-- Start EXCERPT PROVIDED --

This book is like that. I really enjoyed being taken back to the days of ’90s video rental places (RIP Blockbuster). Someone has been recording snippets of very dark home movies on certain tapes and returning them, and other customers are starting to find them and complain. Honestly I’m surprised the characters don’t start sculpting things with mashed potatoes. Our main character is Jeremy, who lost his mom to a terrible car accident when he was a teenager. He lives with his dad and works at the video store. The store owner Sarah Jane gets wrapped up in our endeavor too, and Jeremy’s crush Stephanie joins his team when something doesn’t seem right and requires investigation.

Parallel to the present day story is the story of the Sample family, Dad, Mom, and daughter Lisa, who is our present day creepy lady in an old farmhouse with a dark secret and a very photogenic barn.  Set in the ’70s Mom Sample runs off with a strange, gross, strip mall church congregation and the effects on Lisa may have been…not positive?

Of course we also have a family that discovers the rusting remains of all these events after they decide to buy the very same farmhouse to retire in. They decide to investigate and find that all of our past characters still live nearby.

Over all of it we get the occasional 4th wall thrown in our face because there is a narrator that we forget about until they burst back in, pulling us up into the sky above the action, implying that other timelines went a different way but this one we are observing is the most important or interesting or devastating one.

-- End EXCERPT PROVIDED --

| SHORT PROBLEM 1 |
Copy out the part of the entries that opens with the line containing "Mark every instance of the trackside" and runs through the end of the entries.
The entries that follow are unrelated to the book review above.

-- Start DATA EXCERPTS --

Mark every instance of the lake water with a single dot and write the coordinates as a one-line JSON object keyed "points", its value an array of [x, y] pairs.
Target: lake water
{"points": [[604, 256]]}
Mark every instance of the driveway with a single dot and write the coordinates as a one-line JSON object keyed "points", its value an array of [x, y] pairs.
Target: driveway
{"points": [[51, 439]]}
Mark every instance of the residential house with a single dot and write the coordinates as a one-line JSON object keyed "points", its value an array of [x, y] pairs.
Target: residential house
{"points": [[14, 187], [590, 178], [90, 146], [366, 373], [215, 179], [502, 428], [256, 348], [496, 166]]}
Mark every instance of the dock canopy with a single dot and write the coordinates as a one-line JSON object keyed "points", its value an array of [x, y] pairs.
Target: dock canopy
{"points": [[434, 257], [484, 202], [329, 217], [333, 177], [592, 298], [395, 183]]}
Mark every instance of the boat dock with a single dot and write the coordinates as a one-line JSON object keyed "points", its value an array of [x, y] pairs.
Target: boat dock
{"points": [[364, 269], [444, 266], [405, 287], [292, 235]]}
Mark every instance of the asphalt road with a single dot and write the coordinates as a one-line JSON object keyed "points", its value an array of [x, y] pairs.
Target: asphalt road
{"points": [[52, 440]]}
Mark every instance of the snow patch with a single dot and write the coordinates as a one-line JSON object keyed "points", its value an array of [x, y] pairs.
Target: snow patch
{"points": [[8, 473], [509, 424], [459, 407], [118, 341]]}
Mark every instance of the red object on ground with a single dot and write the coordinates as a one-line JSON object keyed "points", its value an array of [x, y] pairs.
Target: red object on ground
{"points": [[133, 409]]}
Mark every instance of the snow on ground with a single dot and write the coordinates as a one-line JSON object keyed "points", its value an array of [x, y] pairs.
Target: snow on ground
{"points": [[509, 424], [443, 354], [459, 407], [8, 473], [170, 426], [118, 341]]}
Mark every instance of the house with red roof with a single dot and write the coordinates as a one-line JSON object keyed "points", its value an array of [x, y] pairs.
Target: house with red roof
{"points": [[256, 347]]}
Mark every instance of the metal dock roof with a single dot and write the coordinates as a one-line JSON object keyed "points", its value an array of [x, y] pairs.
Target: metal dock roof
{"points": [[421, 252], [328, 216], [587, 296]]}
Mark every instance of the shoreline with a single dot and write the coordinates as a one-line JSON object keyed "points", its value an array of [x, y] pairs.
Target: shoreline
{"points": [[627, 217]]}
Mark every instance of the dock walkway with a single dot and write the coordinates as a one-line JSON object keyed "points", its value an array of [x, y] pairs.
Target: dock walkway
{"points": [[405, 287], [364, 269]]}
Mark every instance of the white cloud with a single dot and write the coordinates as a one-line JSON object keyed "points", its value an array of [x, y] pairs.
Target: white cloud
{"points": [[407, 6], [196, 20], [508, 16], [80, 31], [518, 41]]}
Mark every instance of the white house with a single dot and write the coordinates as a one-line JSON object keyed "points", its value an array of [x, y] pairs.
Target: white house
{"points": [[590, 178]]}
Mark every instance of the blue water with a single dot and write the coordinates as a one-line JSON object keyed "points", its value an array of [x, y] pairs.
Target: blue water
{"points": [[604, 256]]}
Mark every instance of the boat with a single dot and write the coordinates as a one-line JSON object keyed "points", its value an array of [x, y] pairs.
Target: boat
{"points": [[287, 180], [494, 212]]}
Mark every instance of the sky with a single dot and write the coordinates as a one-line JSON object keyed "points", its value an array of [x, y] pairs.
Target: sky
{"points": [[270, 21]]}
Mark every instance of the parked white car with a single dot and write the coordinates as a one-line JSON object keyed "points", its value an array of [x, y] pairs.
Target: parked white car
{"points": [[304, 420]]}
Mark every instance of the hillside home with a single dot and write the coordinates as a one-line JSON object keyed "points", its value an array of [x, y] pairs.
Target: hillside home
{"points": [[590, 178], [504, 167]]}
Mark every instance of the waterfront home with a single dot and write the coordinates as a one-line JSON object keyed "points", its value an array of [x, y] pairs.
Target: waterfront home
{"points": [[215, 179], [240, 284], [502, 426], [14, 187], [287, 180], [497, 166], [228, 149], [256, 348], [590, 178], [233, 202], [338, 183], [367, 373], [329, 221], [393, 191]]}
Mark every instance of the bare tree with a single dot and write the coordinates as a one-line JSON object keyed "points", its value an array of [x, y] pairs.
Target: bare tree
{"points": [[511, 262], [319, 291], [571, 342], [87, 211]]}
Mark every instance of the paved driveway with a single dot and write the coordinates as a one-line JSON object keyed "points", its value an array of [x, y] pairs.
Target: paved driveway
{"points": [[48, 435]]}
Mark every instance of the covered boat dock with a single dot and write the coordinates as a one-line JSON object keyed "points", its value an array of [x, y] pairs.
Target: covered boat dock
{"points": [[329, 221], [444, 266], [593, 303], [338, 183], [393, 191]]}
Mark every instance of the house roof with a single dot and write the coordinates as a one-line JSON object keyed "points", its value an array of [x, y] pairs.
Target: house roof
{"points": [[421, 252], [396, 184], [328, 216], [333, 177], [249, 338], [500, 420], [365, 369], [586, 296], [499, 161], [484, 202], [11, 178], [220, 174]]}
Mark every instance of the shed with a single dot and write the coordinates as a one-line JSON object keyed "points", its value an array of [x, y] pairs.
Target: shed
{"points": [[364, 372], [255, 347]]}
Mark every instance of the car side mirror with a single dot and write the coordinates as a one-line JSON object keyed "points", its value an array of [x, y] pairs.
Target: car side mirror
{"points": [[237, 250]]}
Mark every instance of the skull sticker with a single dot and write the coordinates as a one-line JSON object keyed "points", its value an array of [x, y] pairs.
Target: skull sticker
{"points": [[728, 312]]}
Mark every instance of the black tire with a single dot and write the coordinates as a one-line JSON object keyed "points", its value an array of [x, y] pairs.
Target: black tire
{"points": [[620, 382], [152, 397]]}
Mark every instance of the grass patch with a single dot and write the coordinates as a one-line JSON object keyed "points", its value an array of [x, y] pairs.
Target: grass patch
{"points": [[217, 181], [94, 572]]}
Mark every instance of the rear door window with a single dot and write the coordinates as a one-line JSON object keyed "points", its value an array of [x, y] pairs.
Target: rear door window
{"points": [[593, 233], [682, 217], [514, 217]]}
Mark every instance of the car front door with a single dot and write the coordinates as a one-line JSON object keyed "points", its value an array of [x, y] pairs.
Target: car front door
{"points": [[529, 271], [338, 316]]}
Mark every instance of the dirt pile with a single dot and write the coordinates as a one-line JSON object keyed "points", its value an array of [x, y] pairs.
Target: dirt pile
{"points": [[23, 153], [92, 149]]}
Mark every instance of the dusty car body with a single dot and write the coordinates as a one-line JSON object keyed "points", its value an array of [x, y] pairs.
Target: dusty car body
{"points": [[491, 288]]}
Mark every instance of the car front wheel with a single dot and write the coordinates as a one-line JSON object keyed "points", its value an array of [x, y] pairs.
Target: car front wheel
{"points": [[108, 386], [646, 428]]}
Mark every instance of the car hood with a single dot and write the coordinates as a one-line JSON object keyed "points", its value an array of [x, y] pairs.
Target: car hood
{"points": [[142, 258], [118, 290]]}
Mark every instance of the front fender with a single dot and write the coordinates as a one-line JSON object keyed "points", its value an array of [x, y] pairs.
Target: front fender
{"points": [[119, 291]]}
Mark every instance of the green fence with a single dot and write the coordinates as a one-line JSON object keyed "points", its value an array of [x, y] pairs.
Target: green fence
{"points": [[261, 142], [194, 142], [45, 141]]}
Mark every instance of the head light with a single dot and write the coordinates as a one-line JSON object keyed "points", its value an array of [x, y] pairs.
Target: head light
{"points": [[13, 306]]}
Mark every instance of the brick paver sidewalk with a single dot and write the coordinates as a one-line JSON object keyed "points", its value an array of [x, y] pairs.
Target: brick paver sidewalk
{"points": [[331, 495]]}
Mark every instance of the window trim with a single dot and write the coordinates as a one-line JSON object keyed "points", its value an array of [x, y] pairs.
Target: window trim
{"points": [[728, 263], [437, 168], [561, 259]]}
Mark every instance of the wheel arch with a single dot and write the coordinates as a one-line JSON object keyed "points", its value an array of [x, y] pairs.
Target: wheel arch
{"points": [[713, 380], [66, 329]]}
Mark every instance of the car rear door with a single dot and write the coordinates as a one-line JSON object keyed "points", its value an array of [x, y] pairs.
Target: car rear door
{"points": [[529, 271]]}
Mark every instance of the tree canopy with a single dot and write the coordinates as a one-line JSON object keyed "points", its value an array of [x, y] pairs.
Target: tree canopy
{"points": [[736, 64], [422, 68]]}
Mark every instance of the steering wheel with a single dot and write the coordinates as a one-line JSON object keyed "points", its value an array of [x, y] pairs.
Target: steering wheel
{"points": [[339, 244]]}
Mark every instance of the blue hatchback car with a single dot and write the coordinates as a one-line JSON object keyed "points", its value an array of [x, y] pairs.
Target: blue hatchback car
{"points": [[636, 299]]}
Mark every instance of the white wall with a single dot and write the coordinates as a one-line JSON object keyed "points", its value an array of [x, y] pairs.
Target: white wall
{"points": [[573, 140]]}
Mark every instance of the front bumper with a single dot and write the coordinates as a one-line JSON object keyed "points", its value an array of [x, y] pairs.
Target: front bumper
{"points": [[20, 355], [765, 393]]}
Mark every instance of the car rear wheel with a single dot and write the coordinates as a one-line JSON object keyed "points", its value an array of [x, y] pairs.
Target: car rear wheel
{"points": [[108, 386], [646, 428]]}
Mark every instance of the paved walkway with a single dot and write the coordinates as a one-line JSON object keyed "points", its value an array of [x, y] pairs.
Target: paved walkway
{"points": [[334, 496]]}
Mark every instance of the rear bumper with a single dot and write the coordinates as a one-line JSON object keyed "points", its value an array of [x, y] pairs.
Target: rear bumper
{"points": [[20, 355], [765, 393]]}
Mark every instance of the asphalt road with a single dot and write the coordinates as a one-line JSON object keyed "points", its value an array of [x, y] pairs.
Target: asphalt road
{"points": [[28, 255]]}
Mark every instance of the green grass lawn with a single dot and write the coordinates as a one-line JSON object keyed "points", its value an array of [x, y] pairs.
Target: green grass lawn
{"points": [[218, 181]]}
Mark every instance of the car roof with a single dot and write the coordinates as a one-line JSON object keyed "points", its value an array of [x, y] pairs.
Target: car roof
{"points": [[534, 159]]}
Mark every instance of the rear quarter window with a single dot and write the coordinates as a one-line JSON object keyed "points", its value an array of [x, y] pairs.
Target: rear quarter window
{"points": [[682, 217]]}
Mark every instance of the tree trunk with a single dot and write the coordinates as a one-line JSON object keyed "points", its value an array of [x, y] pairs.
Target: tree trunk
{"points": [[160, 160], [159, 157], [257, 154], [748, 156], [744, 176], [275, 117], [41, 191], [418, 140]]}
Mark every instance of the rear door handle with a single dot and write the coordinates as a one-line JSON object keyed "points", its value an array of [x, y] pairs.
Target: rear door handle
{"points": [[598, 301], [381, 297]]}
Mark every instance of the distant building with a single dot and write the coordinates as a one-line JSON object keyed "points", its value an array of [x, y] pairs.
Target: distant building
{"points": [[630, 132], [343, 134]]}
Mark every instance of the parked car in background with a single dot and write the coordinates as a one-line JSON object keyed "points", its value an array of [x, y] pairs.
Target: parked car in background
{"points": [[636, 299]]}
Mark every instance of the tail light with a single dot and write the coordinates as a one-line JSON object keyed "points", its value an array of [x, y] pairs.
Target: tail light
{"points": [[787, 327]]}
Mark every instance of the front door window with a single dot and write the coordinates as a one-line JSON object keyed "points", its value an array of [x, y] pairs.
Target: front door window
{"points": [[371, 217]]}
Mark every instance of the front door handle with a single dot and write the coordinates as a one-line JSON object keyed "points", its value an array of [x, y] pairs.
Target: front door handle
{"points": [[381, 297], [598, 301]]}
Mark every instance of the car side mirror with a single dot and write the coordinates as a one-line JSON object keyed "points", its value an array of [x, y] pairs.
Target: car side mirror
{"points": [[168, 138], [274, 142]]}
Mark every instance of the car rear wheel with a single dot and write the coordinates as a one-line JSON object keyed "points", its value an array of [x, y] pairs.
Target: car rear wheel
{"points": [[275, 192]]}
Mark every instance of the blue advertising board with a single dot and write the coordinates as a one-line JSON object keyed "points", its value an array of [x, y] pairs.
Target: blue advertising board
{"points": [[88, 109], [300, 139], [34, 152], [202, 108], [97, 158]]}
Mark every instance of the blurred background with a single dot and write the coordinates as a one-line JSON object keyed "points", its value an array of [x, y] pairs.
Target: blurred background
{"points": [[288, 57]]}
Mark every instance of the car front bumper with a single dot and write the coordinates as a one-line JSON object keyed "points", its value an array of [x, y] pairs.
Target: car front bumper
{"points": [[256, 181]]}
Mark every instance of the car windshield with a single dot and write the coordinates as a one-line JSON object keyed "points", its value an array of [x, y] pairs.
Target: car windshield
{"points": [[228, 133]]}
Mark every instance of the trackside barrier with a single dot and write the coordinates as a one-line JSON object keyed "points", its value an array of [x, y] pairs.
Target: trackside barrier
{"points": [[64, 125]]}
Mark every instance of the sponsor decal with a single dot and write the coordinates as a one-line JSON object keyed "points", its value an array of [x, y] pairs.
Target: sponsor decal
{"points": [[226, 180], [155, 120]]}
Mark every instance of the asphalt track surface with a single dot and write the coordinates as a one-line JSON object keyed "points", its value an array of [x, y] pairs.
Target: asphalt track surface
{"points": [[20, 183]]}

-- End DATA EXCERPTS --

| SHORT PROBLEM 2 |
Summarize the book review in two sentences.

| FULL RESPONSE 1 |
Mark every instance of the trackside barrier with a single dot and write the coordinates as a one-line JSON object keyed "points", its value an array of [x, y] pairs.
Target: trackside barrier
{"points": [[64, 125]]}
Mark every instance of the sponsor decal with a single dot and write the coordinates as a one-line JSON object keyed "points", its value an array of [x, y] pairs.
Target: sponsor decal
{"points": [[226, 180], [155, 120]]}
Mark every instance of the asphalt track surface with a single dot and write the coordinates as a one-line JSON object keyed "points", its value an array of [x, y] pairs.
Target: asphalt track surface
{"points": [[20, 183]]}

| FULL RESPONSE 2 |
The book follows Jeremy, a video store worker who lost his mom in a car accident, along with store owner Sarah Jane and his crush Stephanie, as someone records snippets of dark home movies on rental tapes. A parallel story set in the '70s follows the Sample family, whose mom runs off with a strip mall church congregation, and a present-day family buys their old farmhouse and finds that the past characters still live nearby.